WHAT NEEDS TO BE DONE: Without including any images, repeat the data exactly.

DATA SUPPLIED:
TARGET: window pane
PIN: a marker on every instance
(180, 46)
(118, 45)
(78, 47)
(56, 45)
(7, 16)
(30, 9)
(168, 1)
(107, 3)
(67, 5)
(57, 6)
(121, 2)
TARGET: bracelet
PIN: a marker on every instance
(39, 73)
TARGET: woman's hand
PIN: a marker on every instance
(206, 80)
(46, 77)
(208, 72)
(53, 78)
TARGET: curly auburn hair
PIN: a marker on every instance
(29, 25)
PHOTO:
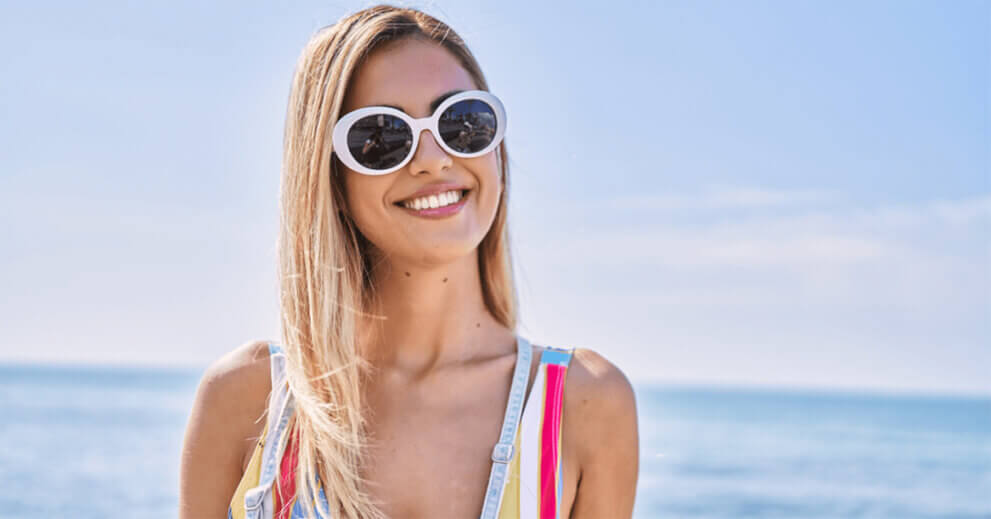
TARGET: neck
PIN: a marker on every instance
(434, 315)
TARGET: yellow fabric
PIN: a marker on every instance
(510, 508)
(249, 480)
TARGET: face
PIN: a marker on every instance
(410, 75)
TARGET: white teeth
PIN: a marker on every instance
(433, 201)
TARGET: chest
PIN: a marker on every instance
(430, 445)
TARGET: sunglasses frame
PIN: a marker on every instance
(431, 123)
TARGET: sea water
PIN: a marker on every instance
(94, 442)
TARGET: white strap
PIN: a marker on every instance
(502, 453)
(258, 502)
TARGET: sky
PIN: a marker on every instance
(736, 193)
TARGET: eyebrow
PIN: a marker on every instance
(433, 104)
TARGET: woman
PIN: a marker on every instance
(400, 386)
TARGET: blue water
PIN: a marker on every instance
(86, 442)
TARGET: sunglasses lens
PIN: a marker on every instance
(379, 141)
(468, 126)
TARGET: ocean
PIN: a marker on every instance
(101, 442)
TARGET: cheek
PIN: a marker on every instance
(364, 199)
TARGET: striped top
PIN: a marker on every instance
(526, 477)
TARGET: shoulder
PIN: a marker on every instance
(599, 408)
(246, 364)
(236, 387)
(597, 390)
(226, 419)
(233, 390)
(600, 415)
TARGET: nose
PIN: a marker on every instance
(429, 156)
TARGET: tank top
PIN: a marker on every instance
(526, 477)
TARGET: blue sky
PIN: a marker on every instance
(774, 193)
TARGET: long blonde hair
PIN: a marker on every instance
(324, 260)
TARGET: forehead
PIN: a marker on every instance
(408, 74)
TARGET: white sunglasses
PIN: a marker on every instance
(377, 140)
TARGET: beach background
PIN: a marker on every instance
(774, 217)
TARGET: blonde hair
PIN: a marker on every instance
(324, 260)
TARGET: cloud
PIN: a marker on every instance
(890, 296)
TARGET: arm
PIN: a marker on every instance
(604, 410)
(220, 427)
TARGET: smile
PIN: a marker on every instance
(439, 205)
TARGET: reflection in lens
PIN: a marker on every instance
(380, 141)
(468, 126)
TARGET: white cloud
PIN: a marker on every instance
(892, 296)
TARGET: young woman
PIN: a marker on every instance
(400, 387)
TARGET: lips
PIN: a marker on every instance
(434, 189)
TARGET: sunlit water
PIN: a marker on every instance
(104, 443)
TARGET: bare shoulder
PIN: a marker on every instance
(600, 414)
(597, 389)
(227, 416)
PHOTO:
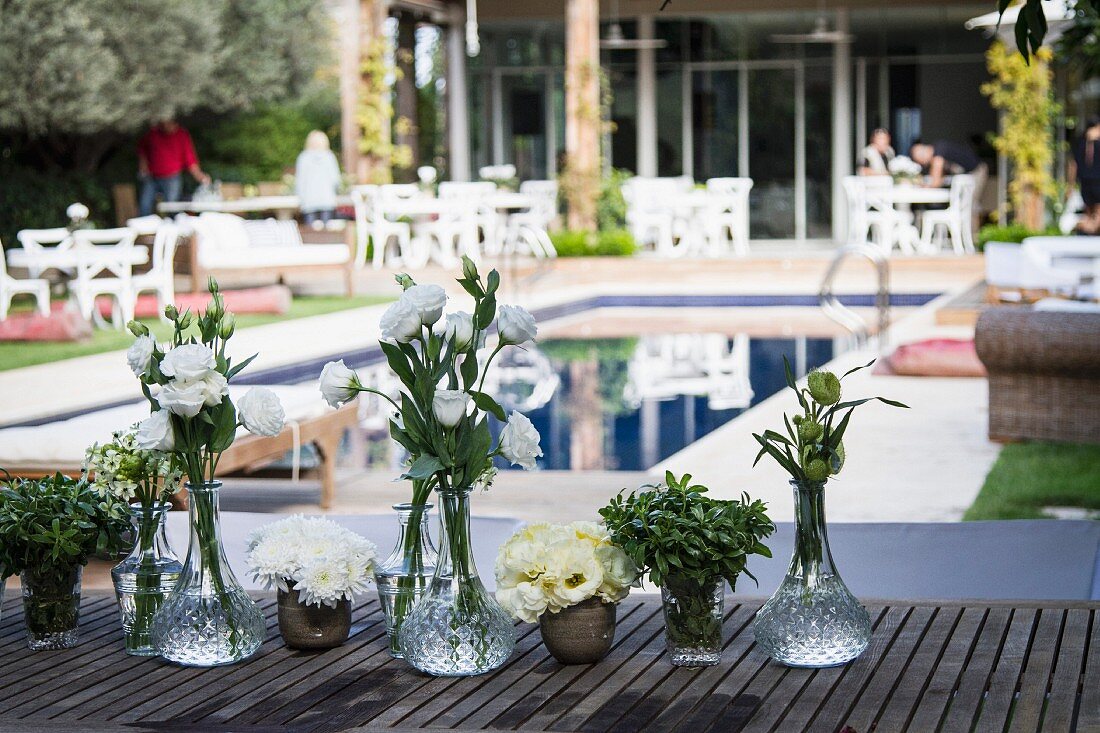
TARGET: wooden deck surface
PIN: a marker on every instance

SOLUTION FOR THIS TASK:
TARGET: window pane
PIN: a marker on every instance
(180, 46)
(118, 45)
(78, 47)
(56, 45)
(7, 16)
(30, 9)
(168, 1)
(107, 3)
(67, 5)
(57, 6)
(121, 2)
TARGET: bracelet
PIN: a marker on every instance
(39, 73)
TARGET: woman's hand
PIN: a marker on every instance
(206, 80)
(46, 77)
(208, 72)
(53, 78)
TARGET: curly auburn hair
PIN: a marker on every instance
(29, 25)
PHOTO:
TARGET: neck
PIN: a marker on every instance
(434, 315)
TARGET: yellow fabric
PIN: a marker on every instance
(510, 508)
(249, 480)
TARGET: face
PIN: a marker on every instance
(410, 75)
TARGET: white teeth
PIN: a marker on every instance
(433, 201)
TARGET: chest
PIN: a marker on every instance
(430, 445)
TARGET: sunglasses frame
PIN: a marker on every instance
(431, 123)
TARGET: sea water
PIN: a marker on every instance
(94, 442)
TARGET: white strap
PIN: a marker on every instance
(502, 453)
(258, 502)
TARGET: sky
PIN: a marker on every instance
(736, 193)
TARGET: eyebrow
PIN: a marker on every instance
(433, 104)
TARGET: woman
PIN: a marker on every instance
(400, 386)
TARGET: blue water
PIN: a marker on every instance
(86, 442)
TARGET: sunglasses lens
PIN: a marker on every instance
(379, 141)
(468, 126)
TARGET: ocean
PIN: a marker on every instance
(101, 442)
TARGET: cheek
PIN: a marker on every instance
(364, 199)
TARGET: striped top
PIN: a marker on every instance
(526, 477)
TARGET: shoulder
PIN: a marker on every instance
(599, 408)
(246, 364)
(236, 387)
(597, 390)
(226, 419)
(233, 390)
(600, 415)
TARGET: nose
PIN: a marker on every instance
(429, 156)
TARGET: tank top
PIN: a marker on every instance
(526, 477)
TARGET: blue sky
PIN: a marker on every instance
(774, 193)
TARGET: long blonde hair
PIN: a marker on every instance
(324, 260)
TARGET: forehead
PIN: a marker on every instance
(408, 74)
TARGET: white sunglasses
PIN: a marker on every instance
(377, 140)
TARGET: beach background
PIN: a marker on every instance
(774, 217)
TARGET: blonde hair
PIN: a marker on every instance
(324, 260)
TARGET: cloud
PIN: a marker on every instance
(890, 296)
TARGET: arm
PIN: a marker on every instance
(604, 410)
(220, 427)
TARGET: smile
PIN: a marker on every instance
(439, 205)
TARGET: reflection in lens
PIN: a marker on every instance
(380, 141)
(468, 126)
TARGET: white cloud
PIN: a marker on every instance
(892, 296)
TARGET: young woman
PIN: a marker on every instance
(400, 387)
TARGET: lips
PIN: a marker on every instance
(434, 189)
TARGET: sunlit water
PIN: a marker on every instance
(104, 443)
TARGET: bare shoulder
PIN: a marker on every instance
(600, 414)
(597, 389)
(227, 416)
PHOTO:
TARGET: wooden deck surface
PIN: a marker on every instance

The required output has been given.